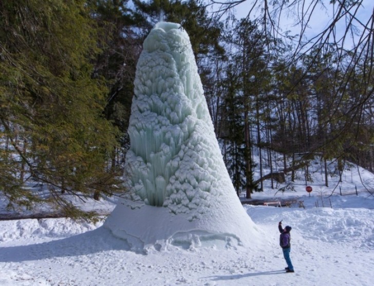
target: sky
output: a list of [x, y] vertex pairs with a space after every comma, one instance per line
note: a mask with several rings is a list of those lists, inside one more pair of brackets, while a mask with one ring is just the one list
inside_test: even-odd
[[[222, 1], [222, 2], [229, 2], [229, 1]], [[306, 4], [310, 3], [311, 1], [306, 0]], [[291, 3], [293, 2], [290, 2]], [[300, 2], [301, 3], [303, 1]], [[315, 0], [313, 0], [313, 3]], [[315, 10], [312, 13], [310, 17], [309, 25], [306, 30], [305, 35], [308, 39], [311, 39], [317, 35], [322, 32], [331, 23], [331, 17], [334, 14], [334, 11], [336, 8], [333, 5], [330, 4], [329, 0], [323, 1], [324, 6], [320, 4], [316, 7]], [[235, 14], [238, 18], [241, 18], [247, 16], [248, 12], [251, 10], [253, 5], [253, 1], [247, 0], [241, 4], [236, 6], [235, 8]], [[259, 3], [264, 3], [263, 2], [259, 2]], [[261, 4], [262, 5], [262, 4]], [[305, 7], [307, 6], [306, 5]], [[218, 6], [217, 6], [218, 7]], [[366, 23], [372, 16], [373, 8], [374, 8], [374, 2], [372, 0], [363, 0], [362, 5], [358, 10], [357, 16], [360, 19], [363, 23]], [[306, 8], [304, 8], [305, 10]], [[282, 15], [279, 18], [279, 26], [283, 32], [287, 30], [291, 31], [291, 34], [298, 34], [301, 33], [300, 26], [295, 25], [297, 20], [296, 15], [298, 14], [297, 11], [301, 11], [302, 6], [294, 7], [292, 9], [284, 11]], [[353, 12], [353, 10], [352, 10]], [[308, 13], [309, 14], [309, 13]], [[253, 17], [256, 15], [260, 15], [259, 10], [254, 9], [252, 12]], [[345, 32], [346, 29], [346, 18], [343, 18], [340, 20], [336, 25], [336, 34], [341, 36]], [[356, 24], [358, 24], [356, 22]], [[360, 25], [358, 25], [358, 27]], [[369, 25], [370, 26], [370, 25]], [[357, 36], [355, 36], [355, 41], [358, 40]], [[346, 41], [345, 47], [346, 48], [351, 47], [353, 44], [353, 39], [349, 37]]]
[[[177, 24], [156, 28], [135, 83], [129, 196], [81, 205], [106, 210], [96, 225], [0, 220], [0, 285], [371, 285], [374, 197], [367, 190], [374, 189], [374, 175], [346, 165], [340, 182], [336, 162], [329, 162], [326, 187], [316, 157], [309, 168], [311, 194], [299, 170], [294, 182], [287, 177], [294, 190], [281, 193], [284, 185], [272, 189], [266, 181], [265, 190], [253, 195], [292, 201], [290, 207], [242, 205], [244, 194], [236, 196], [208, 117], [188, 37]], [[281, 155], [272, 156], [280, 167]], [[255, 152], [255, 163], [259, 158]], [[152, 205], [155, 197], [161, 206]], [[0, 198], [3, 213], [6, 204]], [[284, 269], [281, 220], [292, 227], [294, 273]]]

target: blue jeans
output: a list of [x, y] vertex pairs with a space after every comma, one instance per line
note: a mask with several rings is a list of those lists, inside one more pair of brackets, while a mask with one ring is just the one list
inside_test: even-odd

========================================

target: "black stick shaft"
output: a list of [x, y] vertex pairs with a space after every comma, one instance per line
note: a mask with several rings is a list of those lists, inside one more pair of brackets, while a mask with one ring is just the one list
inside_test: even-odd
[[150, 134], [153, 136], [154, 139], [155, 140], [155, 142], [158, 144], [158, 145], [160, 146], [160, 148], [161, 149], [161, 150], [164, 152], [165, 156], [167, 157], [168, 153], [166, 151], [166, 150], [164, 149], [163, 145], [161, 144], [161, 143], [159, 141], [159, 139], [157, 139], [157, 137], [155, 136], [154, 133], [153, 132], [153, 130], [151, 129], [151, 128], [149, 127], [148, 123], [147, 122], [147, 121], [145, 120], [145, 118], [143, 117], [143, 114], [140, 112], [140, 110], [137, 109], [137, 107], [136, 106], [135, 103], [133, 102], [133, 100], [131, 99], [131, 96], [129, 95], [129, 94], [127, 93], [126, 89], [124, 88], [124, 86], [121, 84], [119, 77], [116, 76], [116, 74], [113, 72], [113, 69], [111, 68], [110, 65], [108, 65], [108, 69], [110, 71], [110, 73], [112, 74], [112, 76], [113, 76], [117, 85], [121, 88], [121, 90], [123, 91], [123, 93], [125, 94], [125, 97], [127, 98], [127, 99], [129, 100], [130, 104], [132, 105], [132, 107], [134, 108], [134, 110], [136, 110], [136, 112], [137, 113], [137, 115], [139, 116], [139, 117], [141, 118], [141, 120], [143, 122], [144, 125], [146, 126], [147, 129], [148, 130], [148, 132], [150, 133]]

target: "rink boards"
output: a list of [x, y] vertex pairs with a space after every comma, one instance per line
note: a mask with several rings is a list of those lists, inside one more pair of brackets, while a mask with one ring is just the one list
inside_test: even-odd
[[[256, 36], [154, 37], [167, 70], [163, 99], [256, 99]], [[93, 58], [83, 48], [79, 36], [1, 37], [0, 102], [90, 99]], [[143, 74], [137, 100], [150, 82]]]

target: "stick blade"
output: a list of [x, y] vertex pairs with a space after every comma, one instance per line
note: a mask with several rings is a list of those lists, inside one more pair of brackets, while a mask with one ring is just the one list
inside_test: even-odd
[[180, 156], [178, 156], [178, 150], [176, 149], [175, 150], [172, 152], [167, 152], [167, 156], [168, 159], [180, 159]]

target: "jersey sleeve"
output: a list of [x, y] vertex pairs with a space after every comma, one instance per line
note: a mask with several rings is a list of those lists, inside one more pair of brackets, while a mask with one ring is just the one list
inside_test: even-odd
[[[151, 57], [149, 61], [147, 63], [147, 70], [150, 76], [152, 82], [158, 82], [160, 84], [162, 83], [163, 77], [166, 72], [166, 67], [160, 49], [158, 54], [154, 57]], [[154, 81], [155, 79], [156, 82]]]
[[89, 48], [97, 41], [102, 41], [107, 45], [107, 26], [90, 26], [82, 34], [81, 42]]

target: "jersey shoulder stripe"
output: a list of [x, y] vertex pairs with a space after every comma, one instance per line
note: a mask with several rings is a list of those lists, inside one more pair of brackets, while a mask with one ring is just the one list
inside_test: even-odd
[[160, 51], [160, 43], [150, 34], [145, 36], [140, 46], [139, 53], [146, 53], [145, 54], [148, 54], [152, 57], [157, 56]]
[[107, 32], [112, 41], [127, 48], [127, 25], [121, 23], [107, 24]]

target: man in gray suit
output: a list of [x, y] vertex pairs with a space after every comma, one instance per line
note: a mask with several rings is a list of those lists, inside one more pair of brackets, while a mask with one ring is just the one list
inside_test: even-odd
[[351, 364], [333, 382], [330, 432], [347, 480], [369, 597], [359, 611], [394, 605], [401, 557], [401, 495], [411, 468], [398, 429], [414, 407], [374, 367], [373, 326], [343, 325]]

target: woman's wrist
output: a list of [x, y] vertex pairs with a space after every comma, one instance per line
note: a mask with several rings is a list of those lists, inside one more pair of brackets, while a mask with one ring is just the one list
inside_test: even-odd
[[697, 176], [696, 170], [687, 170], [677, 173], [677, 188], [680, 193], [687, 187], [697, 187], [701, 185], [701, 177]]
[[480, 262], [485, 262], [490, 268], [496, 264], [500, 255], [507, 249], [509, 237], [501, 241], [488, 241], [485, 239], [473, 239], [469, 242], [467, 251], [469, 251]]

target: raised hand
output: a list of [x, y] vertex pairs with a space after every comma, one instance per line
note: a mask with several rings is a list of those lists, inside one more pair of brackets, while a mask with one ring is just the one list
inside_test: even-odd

========================================

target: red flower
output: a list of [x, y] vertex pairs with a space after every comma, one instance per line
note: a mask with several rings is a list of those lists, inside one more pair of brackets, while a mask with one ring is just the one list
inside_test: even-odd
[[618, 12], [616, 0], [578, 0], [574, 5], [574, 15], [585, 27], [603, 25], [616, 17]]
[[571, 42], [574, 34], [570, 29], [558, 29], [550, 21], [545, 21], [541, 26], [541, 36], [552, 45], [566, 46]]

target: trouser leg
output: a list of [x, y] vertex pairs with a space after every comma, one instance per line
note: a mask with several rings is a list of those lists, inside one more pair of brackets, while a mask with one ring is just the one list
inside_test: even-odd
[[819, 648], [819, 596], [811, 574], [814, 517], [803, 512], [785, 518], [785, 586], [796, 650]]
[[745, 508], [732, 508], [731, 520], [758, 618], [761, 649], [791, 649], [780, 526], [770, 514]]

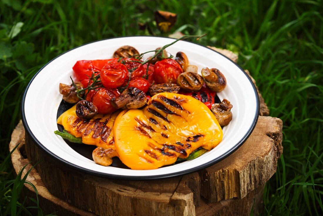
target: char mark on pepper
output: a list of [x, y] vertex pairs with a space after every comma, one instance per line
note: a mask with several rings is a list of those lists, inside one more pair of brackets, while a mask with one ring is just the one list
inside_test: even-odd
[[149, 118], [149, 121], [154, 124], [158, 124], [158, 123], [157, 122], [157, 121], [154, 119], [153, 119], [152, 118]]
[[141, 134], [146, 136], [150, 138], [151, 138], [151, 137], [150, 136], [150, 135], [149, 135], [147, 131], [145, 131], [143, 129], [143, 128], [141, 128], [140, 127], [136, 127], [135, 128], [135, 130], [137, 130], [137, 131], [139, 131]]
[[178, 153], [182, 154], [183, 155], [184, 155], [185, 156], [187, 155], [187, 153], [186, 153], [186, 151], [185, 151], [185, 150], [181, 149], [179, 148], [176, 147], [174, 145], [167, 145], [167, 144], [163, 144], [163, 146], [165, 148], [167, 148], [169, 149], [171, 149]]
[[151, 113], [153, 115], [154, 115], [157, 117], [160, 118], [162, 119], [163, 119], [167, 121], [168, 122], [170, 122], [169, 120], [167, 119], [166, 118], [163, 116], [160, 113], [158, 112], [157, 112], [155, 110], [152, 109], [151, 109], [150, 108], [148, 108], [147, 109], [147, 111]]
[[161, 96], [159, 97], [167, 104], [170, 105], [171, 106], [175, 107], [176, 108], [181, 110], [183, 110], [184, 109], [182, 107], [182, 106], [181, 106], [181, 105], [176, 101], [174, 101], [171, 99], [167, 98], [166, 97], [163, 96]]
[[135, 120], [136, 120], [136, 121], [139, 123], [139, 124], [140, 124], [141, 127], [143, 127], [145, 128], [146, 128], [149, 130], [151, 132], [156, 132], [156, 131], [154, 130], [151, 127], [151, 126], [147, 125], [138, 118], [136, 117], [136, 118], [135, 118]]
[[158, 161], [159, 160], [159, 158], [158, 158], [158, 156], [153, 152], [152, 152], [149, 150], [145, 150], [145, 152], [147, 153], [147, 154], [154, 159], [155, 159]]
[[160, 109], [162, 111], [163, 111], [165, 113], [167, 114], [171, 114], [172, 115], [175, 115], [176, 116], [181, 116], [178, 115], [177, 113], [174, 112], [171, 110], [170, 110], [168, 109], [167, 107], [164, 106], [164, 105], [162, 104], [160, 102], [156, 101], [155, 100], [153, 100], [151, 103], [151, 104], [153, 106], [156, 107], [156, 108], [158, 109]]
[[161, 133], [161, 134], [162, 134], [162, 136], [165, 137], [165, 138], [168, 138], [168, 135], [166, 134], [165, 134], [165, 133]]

========================================

_TASK REQUIREMENTS_
Show every line from the entries above that contains the word "stick", treating uppercase and lowercase as different.

_REPLY TO THE EXERCISE_
target: "black stick shaft"
target: "stick blade"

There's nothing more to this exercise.